Things to do
• 1. In the text on Verizon and Caterpillar as stocks for seniors, why is Verizon said to have growing pricing power? Answer in one to three sentences.
• 2. Pick up the text on Verizon and Caterpillar as stocks for seniors after its final sentence and write the next part.

Text passage
::::::::::

Why Verizon? First of all, it's a fairly simple business model to understand. Sure, it may have complicated technology that runs its networks, but when you're buying Verizon. you're buying into a company that's first and foremost focused on providing content and connections to consumers. Its U.S. wireless business (with 108.5 million total subscribers), Internet, TV, landline phone, and streaming services are going to make up the bulk of Verizon's revenue generation.
What's great about the products Verizon offers is that there tends to be minimal competition -- homeowners and/or cell-phone users often only have one to four choices for a content or wireless provider in their area -- and the product/service being offered is being considered more inelastic as time goes by. In other words, people can't seem to live without smartphones or the Internet, meaning Verizon possesses growing pricing power and generates somewhat predictable quarter-to-quarter cash flow.
Verizon also boasts a beta of just 0.4, meaning it's only about 40% as volatile as a corresponding move in the broad-based S&P 500. Seniors are going to appreciate this, because it means a good chance of preserving capital, even during a possible recession.
Lastly, Verizon is currently paying a juicy dividend that works out to a 4.4% yield. That's more than twice the average of the S&P 500 and the current rate of inflation, giving seniors a nice way of generating additional real income in their golden years.
Dan Caplinger (Caterpillar): Many retirees stick with ultra-conservative stocks that tend not to move up or down very sharply over the course of the business cycle. If you're willing to take on some risk, though, investing in cyclical stocks at the right time can be extremely lucrative. One example is Caterpillar , which has been going through a severe cyclical slump in its heavy-equipment business.
Essentially, everything went wrong in quick succession for Caterpillar. First, the slowdown in infrastructure and construction activity globally ate into its bread-and-butter business. Then, the plunge in gold, copper, and other mined commodities hurt its recently acquired mining-equipment business, and sustained low prices have led many of Caterpillar's mining company customers to put off capital expenditures on equipment indefinitely. Most recently, the plunge in crude oil prices has cost Caterpillar one of its last remaining sources of strong growth, as energy company have also reduced their spending in order to conserve cash.

::::::::::

Extracted information
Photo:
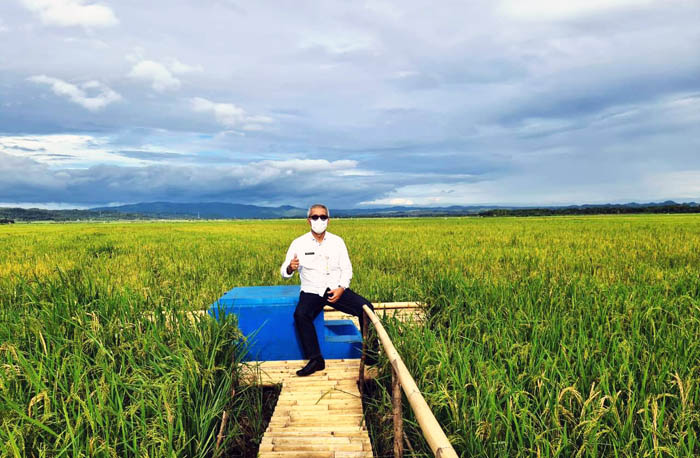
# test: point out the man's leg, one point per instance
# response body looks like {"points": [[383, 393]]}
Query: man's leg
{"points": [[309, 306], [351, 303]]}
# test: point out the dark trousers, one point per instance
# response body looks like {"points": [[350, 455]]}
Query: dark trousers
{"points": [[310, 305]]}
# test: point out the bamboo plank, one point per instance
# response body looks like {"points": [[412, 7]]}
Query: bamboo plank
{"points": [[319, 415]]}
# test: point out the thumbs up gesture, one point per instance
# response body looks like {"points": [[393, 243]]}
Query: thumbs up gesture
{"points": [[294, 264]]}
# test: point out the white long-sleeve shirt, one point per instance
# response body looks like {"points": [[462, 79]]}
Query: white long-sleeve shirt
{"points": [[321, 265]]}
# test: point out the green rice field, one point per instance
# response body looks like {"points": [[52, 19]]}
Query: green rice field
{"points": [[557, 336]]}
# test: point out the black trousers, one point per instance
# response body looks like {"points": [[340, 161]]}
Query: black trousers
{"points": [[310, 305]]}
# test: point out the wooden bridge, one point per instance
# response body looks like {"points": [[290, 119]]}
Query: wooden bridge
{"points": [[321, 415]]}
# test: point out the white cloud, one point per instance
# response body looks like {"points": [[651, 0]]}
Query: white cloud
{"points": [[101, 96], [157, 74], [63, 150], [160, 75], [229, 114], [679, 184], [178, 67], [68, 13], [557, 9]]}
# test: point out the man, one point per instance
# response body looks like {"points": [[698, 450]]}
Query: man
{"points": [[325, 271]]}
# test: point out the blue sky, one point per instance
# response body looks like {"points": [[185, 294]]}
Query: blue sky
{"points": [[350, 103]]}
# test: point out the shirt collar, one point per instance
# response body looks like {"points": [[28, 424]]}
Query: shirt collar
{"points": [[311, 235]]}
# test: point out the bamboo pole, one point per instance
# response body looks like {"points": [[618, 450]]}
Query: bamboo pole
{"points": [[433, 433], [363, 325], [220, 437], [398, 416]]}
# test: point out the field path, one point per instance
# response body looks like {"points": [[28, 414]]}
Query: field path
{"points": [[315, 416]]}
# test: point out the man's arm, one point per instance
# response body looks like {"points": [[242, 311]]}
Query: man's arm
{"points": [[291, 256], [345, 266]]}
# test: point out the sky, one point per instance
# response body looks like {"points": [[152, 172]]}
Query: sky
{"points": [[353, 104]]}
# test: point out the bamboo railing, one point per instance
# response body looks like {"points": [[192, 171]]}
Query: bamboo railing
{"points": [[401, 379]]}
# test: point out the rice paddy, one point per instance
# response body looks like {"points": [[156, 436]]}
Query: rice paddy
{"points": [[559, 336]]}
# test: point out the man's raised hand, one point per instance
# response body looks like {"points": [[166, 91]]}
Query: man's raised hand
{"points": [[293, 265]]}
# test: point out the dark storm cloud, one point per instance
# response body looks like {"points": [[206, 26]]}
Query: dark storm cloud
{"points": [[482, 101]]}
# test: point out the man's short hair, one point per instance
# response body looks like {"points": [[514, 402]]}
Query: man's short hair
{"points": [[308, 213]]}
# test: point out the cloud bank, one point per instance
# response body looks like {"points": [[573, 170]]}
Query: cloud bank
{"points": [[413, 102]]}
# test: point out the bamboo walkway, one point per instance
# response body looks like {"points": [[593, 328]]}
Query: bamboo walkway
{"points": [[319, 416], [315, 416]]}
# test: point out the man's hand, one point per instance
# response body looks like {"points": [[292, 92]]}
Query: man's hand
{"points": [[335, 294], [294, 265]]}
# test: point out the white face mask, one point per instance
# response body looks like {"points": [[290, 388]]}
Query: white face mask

::::::::::

Results for each task
• 1. Verizon's products face little competition, since homeowners and cell-phone users often have only one to four provider choices in their area. Its services are also becoming more inelastic because people can't seem to live without smartphones or the Internet. Together, these give Verizon growing pricing power and somewhat predictable quarter-to-quarter cash flow.

• 2.
Strength in the U.S. economy is one of the few bright spots for Caterpillar right now, but if you believe the rest of the world will recover, then the heavy-equipment maker's low share price is an opportunity that even a retired investor can appreciate. Caterpillar is far from risk-free, but it's worth considering for a retiree portfolio.
Jason Hall (Wells Fargo): Suggesting a bank might sound crazy, considering the devastation that the financial sector experienced in the recent financial crisis, but Wells Fargo is cut from a different cloth from almost all of its big-bank peers. The company has an incredible track record of conservative lending practices that has served it incredibly well in both good and bad times. Its management has consistently avoided the bad practices that have led to huge losses at other banks:
Since before the market crash in 2008, Wells Fargo's stock has not only outperformed essentially all of its big-bank peers, but it has also performed better than the S&P 500, strong evidence of just how well managed the bank was before, during, and after the financial crisis. Wells is also one of the few banks out there that's paying out a higher dividend today than it was before the recession, currently yielding about 2.5% based on recent stock prices. Management has been able to increase payouts every year since 2011, recently increasing it 10% for 2015. Whether you're 25 or 75, Wells Fargo is the kind of high-quality company that's a fit in just about any portfolio.